(RECORDS SHOWN begins)
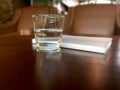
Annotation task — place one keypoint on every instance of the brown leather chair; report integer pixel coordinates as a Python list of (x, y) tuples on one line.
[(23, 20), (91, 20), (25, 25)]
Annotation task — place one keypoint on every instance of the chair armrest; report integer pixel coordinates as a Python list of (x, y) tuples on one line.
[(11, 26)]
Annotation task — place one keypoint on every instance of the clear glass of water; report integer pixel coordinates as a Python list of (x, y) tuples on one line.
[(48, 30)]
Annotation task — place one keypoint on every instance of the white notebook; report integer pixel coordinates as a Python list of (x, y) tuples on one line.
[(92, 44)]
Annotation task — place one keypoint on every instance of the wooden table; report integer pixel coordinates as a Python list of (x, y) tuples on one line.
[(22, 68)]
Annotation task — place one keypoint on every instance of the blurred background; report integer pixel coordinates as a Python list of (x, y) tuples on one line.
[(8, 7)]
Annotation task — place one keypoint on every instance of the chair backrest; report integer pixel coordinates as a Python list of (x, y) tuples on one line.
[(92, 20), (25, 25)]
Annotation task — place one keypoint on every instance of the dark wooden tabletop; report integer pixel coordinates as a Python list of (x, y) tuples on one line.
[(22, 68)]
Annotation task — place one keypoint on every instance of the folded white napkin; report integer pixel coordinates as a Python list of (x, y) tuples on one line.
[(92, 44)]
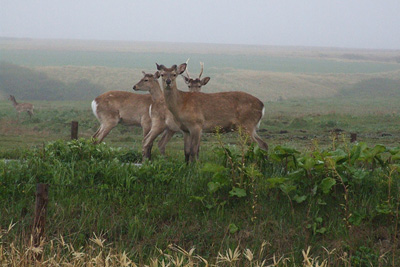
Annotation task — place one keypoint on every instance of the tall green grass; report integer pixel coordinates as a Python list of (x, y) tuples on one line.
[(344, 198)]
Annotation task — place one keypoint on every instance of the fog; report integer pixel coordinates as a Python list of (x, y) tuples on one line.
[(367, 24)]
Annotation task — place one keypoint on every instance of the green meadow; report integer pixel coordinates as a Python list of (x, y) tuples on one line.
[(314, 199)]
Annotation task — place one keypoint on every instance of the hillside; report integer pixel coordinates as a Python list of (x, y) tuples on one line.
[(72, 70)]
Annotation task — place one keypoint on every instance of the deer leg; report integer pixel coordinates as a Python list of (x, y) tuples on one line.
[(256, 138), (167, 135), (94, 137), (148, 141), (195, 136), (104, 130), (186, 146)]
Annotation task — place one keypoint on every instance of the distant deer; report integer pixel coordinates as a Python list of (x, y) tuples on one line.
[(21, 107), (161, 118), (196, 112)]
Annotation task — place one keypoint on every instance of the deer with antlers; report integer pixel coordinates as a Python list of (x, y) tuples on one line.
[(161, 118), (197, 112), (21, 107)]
(RECORDS SHOWN ends)
Return the lines from the one containing "of the hillside;" through the last line of the records. Include both ends and nothing else.

Annotation task — place one keypoint on every instance of the hillside; report integer pixel coordinates as a Python list of (x, y) tuples on one line.
[(72, 70)]
Annotation task — place one keypoint on every instance of the deer leg; report integer pixel coordinates as a Python list of (x, y) tuples on one line.
[(256, 138), (167, 135), (94, 137), (148, 141), (195, 136), (104, 130), (186, 146)]
Annotation task — place one keypoint on every instance of the distant deer; report integer pixel coordinates as a Python list of (x, y) tuples on one line.
[(21, 107), (161, 118), (196, 112)]
Annotation task — place one keypoint on every instance of the deer with antlers; report integer pixel coordinates as a Python list of (x, y) tuples on one line.
[(161, 118), (197, 112), (21, 107)]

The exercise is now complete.